··· SOURCE EXTRACT ···
In another narrower aspect, the ratio of nickel to aluminum is selected
such that during said densifying step said binder phase component is
substantially converted to a Ni.sub.3 Al ordered crystal structure.
BRIEF DESCRIPTION OF THE DRAWINGS
For a better understanding of the present invention, together with other
objects, advantages and capabilities thereof, reference is made to the
following Description, together with the Drawing, in which:
FIG. 1 is a graphical representation comparing the machining performance of
a cutting tool shaped article according to one aspect of the invention and
commercially available tools;
FIG. 2 is a graphical representation comparing the milling performance of
cutting tool shaped articles according to two aspects of the invention and
commercially available tools.
··· DATA SUPPLIED ···
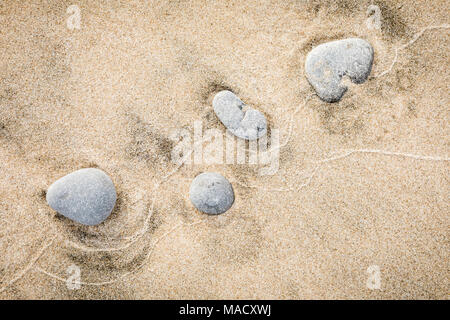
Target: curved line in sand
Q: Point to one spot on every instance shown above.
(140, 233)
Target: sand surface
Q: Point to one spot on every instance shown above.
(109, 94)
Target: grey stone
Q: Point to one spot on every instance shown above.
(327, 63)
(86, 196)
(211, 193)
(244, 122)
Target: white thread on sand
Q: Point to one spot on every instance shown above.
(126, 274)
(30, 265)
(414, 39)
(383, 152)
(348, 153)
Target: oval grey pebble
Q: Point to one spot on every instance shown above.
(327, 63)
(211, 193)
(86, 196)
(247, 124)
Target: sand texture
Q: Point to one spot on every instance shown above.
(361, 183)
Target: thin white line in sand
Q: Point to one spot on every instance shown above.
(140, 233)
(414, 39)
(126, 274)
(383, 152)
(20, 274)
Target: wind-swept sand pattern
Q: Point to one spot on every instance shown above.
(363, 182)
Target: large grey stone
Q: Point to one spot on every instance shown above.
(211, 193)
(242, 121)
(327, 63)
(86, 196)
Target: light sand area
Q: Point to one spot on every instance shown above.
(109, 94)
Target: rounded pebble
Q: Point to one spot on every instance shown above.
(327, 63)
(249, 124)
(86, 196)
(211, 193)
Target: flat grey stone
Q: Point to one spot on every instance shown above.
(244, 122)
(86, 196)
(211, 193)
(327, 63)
···
··· DATA SUPPLIED ···
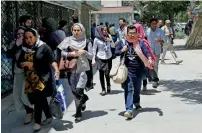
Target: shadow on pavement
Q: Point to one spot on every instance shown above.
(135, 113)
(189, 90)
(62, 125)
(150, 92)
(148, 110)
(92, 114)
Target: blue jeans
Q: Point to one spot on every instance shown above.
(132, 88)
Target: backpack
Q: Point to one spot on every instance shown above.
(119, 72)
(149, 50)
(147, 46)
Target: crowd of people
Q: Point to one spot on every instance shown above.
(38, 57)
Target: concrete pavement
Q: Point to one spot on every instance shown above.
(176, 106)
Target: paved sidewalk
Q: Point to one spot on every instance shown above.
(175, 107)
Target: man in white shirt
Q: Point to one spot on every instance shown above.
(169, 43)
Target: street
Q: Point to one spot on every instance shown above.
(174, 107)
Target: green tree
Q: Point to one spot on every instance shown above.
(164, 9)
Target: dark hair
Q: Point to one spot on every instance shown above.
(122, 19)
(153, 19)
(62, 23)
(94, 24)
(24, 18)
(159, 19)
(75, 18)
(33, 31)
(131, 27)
···
-- AIM --
Summarize the source extract above in two sentences.

-- WRITTEN ANSWER --
In one narrower aspect, the ratio of nickel to aluminum is selected so that during the densifying step the binder phase component is substantially converted to a Ni3Al ordered crystal structure. FIG. 1 compares the machining performance of a cutting tool shaped article according to one aspect of the invention with that of commercially available tools, and FIG. 2 compares the milling performance of cutting tool shaped articles according to two aspects of the invention with that of commercially available tools.